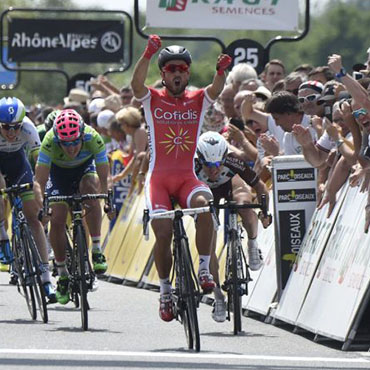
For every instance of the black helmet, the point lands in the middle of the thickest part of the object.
(173, 52)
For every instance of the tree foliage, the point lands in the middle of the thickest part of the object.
(339, 28)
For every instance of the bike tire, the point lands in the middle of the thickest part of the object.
(190, 317)
(25, 274)
(236, 276)
(37, 286)
(81, 262)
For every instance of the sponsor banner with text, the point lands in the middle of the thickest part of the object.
(66, 40)
(223, 14)
(343, 276)
(294, 184)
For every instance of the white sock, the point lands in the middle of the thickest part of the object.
(3, 233)
(219, 296)
(165, 286)
(61, 268)
(204, 262)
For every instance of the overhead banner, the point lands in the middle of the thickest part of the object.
(65, 40)
(266, 15)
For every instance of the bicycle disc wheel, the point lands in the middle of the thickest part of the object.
(190, 317)
(37, 286)
(25, 275)
(81, 261)
(235, 291)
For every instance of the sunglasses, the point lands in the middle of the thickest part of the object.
(70, 143)
(359, 112)
(217, 164)
(172, 68)
(309, 98)
(8, 127)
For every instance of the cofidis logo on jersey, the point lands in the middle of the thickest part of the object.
(180, 140)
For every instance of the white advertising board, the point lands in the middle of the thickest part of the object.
(343, 275)
(223, 14)
(307, 261)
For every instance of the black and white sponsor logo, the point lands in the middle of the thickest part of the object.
(297, 195)
(299, 174)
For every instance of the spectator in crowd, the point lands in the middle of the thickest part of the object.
(273, 72)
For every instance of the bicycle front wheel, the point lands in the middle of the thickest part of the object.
(235, 293)
(190, 315)
(37, 285)
(23, 268)
(82, 258)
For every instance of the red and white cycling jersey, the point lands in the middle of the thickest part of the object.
(174, 126)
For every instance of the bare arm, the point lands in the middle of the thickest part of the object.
(215, 89)
(141, 68)
(358, 92)
(249, 113)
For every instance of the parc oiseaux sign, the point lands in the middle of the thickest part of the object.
(223, 14)
(66, 40)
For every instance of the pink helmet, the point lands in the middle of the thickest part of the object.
(68, 125)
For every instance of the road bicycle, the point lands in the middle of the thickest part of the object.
(81, 274)
(237, 274)
(187, 294)
(27, 260)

+++

### [Description of the task]
Make an exact copy of the listing above. Do not include the pictures.

### [Answer for the task]
For every instance of the black helmet, the point lands in the middle of the thickest part of the object.
(173, 52)
For every instance of the tree foliage, the point lands in the middle of the thickest part of the object.
(339, 28)
For every instance of the bike tire, the point lands in the middle of the thickest part of the object.
(190, 317)
(25, 274)
(236, 276)
(37, 286)
(81, 262)
For every instance of the sponsor banner with text, the point lands in the middle of the thickest part of the object.
(66, 40)
(223, 14)
(343, 276)
(294, 184)
For every instance of the white sock, the point lands in the middle of the thickest part of the object.
(3, 233)
(219, 296)
(165, 286)
(61, 268)
(204, 262)
For every instance of the overhead banner, the point lands in the middle of the thickest part of the object.
(65, 40)
(266, 15)
For every instance of the bicycle disc wheel, the point lands in the middle of the thickest part of the object.
(190, 317)
(37, 286)
(25, 275)
(81, 261)
(235, 291)
For every instance of the sunglasses, the point lands in the middle of the thickest part of the object.
(70, 143)
(359, 112)
(217, 164)
(172, 68)
(309, 98)
(8, 127)
For every instance of the cofidis logo on jersey, the point lands in the middle of the thickest part of the object.
(180, 140)
For every instance of the white advertising board, the point lands in the middle of the thickest part of the object.
(343, 275)
(223, 14)
(307, 261)
For every instance of the black and white sponsor logo, the point lands in the middle of the thickest part of the object.
(297, 195)
(299, 174)
For every instance of the spectator in crowd, the point lands in the middle of the thickest part of the object.
(273, 72)
For every instance of the bicycle front wheel, the point lands in the middle of the thickest part of the object.
(235, 293)
(190, 315)
(37, 285)
(23, 268)
(82, 258)
For every instance of the red and white cycling jersey, the point lands in the middle of the thickest part of the object.
(174, 126)
For every instance of the bare arm, the point lands in the middle of the thickest part of the object.
(215, 89)
(141, 68)
(358, 92)
(249, 113)
For every instance of the parc oiseaux sign, the point lands in the middle of the thickest part of the object.
(223, 14)
(66, 40)
For every instance of the pink helmet, the point lands in the middle of the thickest part of the object.
(68, 125)
For every instance of the road bicycle, the point lands in the middle of the thickest part of the object.
(81, 274)
(237, 274)
(187, 294)
(27, 260)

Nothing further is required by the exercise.